◆ **Given problem**: Collect every line of the records below that contains the string "cabinet", matching case exactly.

◆ **Record list**:
***
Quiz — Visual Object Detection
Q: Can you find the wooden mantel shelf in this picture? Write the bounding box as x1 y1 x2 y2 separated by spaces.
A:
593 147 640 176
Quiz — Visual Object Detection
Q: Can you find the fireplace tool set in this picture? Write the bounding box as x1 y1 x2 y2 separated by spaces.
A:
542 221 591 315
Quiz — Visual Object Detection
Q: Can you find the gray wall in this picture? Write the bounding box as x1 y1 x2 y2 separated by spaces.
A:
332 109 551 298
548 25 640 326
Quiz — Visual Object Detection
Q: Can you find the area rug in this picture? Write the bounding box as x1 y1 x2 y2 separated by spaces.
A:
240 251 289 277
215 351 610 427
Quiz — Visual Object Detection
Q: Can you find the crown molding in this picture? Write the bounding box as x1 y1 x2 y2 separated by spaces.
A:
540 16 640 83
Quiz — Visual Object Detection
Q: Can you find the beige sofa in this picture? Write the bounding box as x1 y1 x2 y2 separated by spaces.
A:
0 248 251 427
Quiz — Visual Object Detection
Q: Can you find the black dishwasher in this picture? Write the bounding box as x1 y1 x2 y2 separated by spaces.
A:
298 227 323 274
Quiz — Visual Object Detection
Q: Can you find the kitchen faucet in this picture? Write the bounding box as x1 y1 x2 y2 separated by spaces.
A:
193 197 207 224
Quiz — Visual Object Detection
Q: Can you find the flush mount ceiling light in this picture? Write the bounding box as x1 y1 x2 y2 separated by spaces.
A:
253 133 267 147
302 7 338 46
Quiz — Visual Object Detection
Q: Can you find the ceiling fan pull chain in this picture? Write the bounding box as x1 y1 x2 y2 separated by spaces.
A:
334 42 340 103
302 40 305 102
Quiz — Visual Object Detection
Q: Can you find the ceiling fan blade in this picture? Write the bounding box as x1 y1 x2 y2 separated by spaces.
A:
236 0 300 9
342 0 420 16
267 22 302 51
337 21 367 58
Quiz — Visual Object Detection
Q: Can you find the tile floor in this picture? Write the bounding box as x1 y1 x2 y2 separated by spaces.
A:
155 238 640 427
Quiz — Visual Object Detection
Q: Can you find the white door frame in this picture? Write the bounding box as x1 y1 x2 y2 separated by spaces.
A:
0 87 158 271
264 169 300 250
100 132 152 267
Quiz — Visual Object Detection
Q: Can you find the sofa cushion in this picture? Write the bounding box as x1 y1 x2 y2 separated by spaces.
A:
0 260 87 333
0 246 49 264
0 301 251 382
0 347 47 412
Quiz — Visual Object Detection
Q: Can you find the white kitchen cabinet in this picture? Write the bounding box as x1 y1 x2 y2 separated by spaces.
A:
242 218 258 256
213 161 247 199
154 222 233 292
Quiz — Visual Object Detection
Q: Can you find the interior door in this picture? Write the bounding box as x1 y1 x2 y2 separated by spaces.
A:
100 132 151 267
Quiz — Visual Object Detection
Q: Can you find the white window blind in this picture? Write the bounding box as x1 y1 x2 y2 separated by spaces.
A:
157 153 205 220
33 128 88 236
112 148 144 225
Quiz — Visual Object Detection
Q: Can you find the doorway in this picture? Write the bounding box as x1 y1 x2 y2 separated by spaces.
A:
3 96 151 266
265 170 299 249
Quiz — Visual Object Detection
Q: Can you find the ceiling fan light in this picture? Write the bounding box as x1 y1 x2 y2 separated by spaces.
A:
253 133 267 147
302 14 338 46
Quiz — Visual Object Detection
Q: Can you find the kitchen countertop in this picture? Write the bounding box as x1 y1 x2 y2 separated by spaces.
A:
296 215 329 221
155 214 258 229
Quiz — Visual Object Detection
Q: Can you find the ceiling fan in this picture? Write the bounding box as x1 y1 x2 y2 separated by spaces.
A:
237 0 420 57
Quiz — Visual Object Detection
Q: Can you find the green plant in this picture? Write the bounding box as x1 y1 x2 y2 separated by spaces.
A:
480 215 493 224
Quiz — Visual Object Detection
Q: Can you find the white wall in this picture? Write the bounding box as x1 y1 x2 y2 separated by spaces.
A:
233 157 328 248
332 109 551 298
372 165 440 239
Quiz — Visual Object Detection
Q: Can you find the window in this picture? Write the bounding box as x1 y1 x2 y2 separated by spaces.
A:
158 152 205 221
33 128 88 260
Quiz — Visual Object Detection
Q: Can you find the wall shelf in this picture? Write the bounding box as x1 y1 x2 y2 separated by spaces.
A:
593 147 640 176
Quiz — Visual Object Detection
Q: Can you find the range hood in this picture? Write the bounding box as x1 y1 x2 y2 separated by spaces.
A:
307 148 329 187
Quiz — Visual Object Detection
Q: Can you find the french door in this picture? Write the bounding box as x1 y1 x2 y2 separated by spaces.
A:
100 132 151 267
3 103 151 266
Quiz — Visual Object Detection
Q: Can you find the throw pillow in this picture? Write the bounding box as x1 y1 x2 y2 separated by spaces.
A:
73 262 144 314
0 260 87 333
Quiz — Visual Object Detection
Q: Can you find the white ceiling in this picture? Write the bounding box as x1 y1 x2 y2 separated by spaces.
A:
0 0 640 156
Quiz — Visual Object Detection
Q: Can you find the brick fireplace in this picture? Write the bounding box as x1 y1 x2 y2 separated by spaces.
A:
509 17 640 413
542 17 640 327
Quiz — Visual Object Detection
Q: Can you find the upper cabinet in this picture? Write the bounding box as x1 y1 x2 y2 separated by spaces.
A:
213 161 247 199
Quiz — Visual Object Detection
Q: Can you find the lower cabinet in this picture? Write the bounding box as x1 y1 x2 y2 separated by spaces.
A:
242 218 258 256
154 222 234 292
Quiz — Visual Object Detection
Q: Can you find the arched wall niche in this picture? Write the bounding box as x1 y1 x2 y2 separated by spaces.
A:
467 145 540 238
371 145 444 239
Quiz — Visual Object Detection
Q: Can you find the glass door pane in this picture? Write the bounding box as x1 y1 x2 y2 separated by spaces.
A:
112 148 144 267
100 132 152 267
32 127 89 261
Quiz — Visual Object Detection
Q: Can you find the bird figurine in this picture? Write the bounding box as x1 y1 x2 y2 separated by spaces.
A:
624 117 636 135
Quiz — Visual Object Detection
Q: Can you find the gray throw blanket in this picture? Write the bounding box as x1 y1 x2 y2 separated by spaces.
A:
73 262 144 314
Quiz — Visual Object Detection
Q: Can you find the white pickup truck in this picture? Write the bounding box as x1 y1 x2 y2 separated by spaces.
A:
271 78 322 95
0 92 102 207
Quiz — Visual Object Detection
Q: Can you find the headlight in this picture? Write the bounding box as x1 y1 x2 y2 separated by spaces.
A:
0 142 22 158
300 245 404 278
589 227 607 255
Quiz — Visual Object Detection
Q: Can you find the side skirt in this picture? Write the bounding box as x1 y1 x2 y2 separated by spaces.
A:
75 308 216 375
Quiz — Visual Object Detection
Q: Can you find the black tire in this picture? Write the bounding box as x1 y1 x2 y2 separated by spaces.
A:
***
◆ **Output of the exercise**:
Q: Can you find the white kitchen cabinet in this picture? Write the bounding box as x1 y1 x2 y2 separated by spaces.
Q: Can you find the upper cabinet in this picture? Write the bounding box as x1 y1 x2 y2 separated by spaces.
Q: Can you find the lower cabinet in this picture? Write the bounding box as x1 y1 x2 y2 separated by spaces.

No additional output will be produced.